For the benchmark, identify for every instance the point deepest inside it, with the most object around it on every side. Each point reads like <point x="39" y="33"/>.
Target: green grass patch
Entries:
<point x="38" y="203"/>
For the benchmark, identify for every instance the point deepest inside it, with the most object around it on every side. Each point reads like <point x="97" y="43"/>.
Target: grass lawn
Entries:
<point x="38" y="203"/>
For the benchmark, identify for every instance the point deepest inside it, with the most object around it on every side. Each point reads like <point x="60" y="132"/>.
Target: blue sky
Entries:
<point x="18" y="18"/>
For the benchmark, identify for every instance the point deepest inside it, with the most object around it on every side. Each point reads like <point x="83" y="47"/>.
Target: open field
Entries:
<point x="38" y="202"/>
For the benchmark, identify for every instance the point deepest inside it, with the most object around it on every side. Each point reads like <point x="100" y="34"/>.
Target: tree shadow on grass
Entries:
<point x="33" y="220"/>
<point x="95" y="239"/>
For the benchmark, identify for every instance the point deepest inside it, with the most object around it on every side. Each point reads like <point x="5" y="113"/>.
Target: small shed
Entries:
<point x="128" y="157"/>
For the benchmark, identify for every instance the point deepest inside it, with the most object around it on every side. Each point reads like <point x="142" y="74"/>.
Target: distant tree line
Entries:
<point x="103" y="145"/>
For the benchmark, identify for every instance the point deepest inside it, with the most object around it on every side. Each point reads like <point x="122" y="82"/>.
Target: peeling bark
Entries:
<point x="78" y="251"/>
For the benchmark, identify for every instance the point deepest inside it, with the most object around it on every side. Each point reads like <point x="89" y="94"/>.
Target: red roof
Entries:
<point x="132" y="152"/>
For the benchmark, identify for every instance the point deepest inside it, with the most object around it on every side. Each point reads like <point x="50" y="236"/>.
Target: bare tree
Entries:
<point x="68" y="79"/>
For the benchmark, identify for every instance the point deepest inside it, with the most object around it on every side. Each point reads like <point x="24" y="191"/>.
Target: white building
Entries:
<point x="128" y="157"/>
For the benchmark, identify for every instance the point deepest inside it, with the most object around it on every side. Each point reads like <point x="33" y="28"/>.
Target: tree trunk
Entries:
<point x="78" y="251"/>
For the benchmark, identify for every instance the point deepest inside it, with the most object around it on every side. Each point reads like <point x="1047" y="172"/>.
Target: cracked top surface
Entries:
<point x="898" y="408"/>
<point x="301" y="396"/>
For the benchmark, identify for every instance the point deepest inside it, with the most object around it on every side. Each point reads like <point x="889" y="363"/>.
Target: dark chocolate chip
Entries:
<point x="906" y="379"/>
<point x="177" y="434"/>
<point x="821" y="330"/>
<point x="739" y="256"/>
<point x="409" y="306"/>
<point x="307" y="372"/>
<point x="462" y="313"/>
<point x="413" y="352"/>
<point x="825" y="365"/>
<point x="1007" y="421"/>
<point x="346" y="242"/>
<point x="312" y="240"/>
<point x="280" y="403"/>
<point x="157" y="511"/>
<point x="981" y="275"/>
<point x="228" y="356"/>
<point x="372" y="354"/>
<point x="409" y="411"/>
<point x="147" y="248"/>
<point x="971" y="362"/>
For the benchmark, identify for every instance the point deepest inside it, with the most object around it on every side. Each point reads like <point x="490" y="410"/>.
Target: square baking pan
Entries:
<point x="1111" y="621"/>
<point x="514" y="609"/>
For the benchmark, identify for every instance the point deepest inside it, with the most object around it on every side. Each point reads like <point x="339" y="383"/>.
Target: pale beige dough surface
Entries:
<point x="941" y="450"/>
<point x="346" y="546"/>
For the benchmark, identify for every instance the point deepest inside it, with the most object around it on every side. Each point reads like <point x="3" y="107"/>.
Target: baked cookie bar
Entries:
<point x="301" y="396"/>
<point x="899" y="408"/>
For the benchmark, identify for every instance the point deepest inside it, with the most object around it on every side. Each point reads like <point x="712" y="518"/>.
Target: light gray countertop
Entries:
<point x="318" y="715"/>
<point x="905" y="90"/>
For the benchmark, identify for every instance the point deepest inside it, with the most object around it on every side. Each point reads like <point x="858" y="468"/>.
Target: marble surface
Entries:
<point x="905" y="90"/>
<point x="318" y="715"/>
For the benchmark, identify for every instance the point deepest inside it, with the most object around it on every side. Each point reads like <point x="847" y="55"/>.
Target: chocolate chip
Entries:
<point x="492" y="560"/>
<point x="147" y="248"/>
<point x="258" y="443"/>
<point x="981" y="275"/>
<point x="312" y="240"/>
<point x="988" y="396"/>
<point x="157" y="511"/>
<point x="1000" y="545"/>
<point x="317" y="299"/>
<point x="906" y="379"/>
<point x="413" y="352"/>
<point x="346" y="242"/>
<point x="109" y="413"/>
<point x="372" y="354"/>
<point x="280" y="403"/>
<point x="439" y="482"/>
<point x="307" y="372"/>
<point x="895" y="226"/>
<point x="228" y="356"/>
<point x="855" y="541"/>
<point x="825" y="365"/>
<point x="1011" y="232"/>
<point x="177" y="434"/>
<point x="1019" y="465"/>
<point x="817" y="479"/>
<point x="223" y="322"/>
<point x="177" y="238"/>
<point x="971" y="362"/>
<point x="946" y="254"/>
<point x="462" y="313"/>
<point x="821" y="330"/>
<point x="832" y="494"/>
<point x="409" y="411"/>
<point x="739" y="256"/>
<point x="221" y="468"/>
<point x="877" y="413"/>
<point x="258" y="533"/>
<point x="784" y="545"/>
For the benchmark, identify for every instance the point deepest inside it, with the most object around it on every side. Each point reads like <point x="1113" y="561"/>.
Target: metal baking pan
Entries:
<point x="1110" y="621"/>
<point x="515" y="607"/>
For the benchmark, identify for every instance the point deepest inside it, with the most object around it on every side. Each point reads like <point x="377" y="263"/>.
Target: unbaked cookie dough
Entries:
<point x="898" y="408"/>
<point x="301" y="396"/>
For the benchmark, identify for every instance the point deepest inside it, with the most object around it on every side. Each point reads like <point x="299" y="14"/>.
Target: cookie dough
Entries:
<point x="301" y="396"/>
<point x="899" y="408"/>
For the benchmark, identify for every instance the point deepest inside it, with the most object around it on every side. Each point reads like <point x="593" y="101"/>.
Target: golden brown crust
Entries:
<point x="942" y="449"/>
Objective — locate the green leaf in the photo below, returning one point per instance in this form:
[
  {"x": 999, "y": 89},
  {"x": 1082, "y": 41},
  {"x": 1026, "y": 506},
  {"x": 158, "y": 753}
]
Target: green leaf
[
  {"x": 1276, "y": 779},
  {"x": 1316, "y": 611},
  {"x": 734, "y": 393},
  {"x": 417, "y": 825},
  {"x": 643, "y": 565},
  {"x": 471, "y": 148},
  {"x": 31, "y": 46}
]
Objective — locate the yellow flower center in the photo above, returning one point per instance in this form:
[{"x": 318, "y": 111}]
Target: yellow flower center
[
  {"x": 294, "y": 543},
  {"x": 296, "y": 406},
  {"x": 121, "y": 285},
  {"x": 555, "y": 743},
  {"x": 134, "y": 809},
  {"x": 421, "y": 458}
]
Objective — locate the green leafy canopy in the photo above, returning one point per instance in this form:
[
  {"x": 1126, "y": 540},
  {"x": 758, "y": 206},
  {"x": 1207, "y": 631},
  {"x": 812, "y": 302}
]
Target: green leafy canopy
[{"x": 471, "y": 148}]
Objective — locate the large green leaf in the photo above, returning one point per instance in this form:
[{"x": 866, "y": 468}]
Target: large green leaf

- [What needs to be done]: Reproduce every line above with no changes of any kind.

- [Exercise output]:
For the benchmark, identify for every instance the point deepest inside it, with the most object around it on every side. Each point reads like <point x="39" y="33"/>.
Target: green grass patch
Entries:
<point x="38" y="203"/>
For the benchmark, identify for every instance the point deepest inside it, with the most object around it on every side. Each point reads like <point x="97" y="43"/>.
Target: grass lawn
Entries:
<point x="38" y="203"/>
For the benchmark, identify for every instance the point deepest inside it, with the most object around it on every side. Each point reads like <point x="60" y="132"/>.
Target: blue sky
Entries:
<point x="18" y="18"/>
For the benchmark, identify for every instance the point deepest inside it, with the most object around it on every side. Each point reads like <point x="83" y="47"/>.
Target: open field
Entries:
<point x="38" y="202"/>
For the benchmark, identify for every instance the point deepest inside it, with the most object around it on every side. Each point reads like <point x="100" y="34"/>.
Target: tree shadow on grass
Entries:
<point x="33" y="220"/>
<point x="95" y="239"/>
For the benchmark, identify for every instance the point deepest inside it, with the most object around it on every side. Each point reads like <point x="5" y="113"/>.
Target: small shed
Entries:
<point x="128" y="157"/>
For the benchmark, identify for every instance the point deepest inside it, with the most object around it on every side. Each point reads like <point x="142" y="74"/>.
Target: distant tree line
Entries:
<point x="103" y="145"/>
For the benchmark, identify for every instance the point deepest inside it, with the most object around it on every side. Each point reads like <point x="122" y="82"/>.
Target: peeling bark
Entries:
<point x="78" y="251"/>
For the benchmark, identify for every instance the point deepest inside it, with the most object around it on every side. Each point reads like <point x="89" y="94"/>.
Target: red roof
Entries:
<point x="132" y="152"/>
For the benchmark, identify for every instance the point deepest inside it, with the most object around it on every side. Each point reads like <point x="50" y="236"/>.
Target: bare tree
Entries:
<point x="68" y="79"/>
For the benchmark, identify for every instance the point deepest inside it, with the most object around it on every side. Each point reads like <point x="24" y="191"/>.
Target: white building
Entries:
<point x="128" y="157"/>
For the benchmark, identify for every instance the point deepest inside it, with the most object around it on every side. Each point reads like <point x="33" y="28"/>.
Target: tree trunk
Entries:
<point x="78" y="251"/>
For the benchmark, identify for every instance the point deepest inside it, with the most object around it on every side. Each point reads like <point x="1047" y="172"/>.
Target: cracked top surface
Entries:
<point x="898" y="408"/>
<point x="301" y="396"/>
For the benchmark, identify for every instance the point deepest inside it, with the most object around it on every side. Each point reads like <point x="889" y="363"/>.
Target: dark chocolate chip
Entries:
<point x="906" y="379"/>
<point x="177" y="434"/>
<point x="821" y="330"/>
<point x="739" y="256"/>
<point x="409" y="306"/>
<point x="307" y="372"/>
<point x="462" y="313"/>
<point x="413" y="352"/>
<point x="825" y="365"/>
<point x="1007" y="421"/>
<point x="346" y="242"/>
<point x="312" y="240"/>
<point x="280" y="403"/>
<point x="157" y="511"/>
<point x="981" y="275"/>
<point x="228" y="356"/>
<point x="372" y="354"/>
<point x="409" y="411"/>
<point x="147" y="248"/>
<point x="971" y="362"/>
For the benchmark, identify for every instance the point deepest inside it, with the most object around it on every side. Each point reads like <point x="490" y="410"/>.
Target: square baking pan
Entries:
<point x="1111" y="621"/>
<point x="514" y="609"/>
For the benchmark, identify for every instance the point deepest inside it, with the most object around it on every side. Each point reads like <point x="339" y="383"/>.
Target: pale beige dough surface
Entries:
<point x="941" y="450"/>
<point x="346" y="546"/>
For the benchmark, identify for every instance the point deepest inside it, with the most object around it on every side. Each point reads like <point x="3" y="107"/>.
Target: baked cookie bar
Entries:
<point x="301" y="396"/>
<point x="899" y="408"/>
For the benchmark, identify for every instance the point deepest inside it, with the most object around it on every side. Each point reads like <point x="712" y="518"/>.
Target: light gray countertop
Entries:
<point x="318" y="715"/>
<point x="905" y="90"/>
For the benchmark, identify for every instance the point deepest inside it, with the most object around it on every side. Each point reads like <point x="858" y="468"/>.
Target: marble surface
Entries:
<point x="905" y="90"/>
<point x="318" y="715"/>
For the benchmark, identify for every instance the point deepest inside it, with the most object around it on every side. Each point reads like <point x="847" y="55"/>.
Target: chocolate chip
Entries:
<point x="492" y="560"/>
<point x="147" y="248"/>
<point x="258" y="443"/>
<point x="981" y="275"/>
<point x="312" y="240"/>
<point x="988" y="396"/>
<point x="157" y="511"/>
<point x="1000" y="545"/>
<point x="317" y="299"/>
<point x="906" y="379"/>
<point x="413" y="352"/>
<point x="346" y="242"/>
<point x="109" y="413"/>
<point x="372" y="354"/>
<point x="280" y="403"/>
<point x="439" y="482"/>
<point x="307" y="372"/>
<point x="895" y="226"/>
<point x="228" y="356"/>
<point x="855" y="541"/>
<point x="825" y="365"/>
<point x="1011" y="232"/>
<point x="177" y="434"/>
<point x="1019" y="465"/>
<point x="817" y="479"/>
<point x="223" y="322"/>
<point x="177" y="238"/>
<point x="971" y="362"/>
<point x="946" y="254"/>
<point x="462" y="313"/>
<point x="821" y="330"/>
<point x="832" y="494"/>
<point x="409" y="411"/>
<point x="739" y="256"/>
<point x="221" y="468"/>
<point x="877" y="413"/>
<point x="258" y="533"/>
<point x="784" y="545"/>
For the benchmark, identify for every instance the point deepest inside it, with the most object around it on every side. Each point reads like <point x="1113" y="561"/>.
Target: metal baking pan
Entries:
<point x="1110" y="621"/>
<point x="515" y="607"/>
For the benchmark, identify for every instance the point deepest inside it, with the most object around it on every side. Each point reads like <point x="377" y="263"/>.
Target: unbaked cookie dough
Entries:
<point x="898" y="408"/>
<point x="301" y="396"/>
For the benchmark, identify for every instance the point deepest inside it, with the most object around it on every side. Each point reads like <point x="299" y="14"/>.
Target: cookie dough
Entries:
<point x="301" y="396"/>
<point x="899" y="408"/>
For the benchmark, identify for every instance the point deepest inside it, with the most object around it on every side. Each point reads like <point x="593" y="101"/>.
Target: golden brown crust
Entries:
<point x="942" y="449"/>
Objective — locate the green leaf in the photo below, returning one point per instance in this form:
[
  {"x": 999, "y": 89},
  {"x": 1082, "y": 41},
  {"x": 1026, "y": 506},
  {"x": 158, "y": 753}
]
Target: green leaf
[
  {"x": 1276, "y": 779},
  {"x": 1316, "y": 611},
  {"x": 734, "y": 393},
  {"x": 417, "y": 825},
  {"x": 643, "y": 565},
  {"x": 471, "y": 148},
  {"x": 31, "y": 46}
]
Objective — locate the yellow flower center in the photo above, returning one point per instance in this form:
[{"x": 318, "y": 111}]
Target: yellow flower center
[
  {"x": 294, "y": 543},
  {"x": 296, "y": 406},
  {"x": 121, "y": 285},
  {"x": 555, "y": 743},
  {"x": 134, "y": 809},
  {"x": 421, "y": 458}
]
Objective — locate the green leafy canopy in the photo above, returning one point per instance in this form:
[
  {"x": 1126, "y": 540},
  {"x": 758, "y": 206},
  {"x": 1207, "y": 631},
  {"x": 812, "y": 302}
]
Target: green leafy canopy
[{"x": 471, "y": 148}]
Objective — locate the large green leaf in the photo above, returning one point per instance in this form:
[{"x": 866, "y": 468}]
Target: large green leaf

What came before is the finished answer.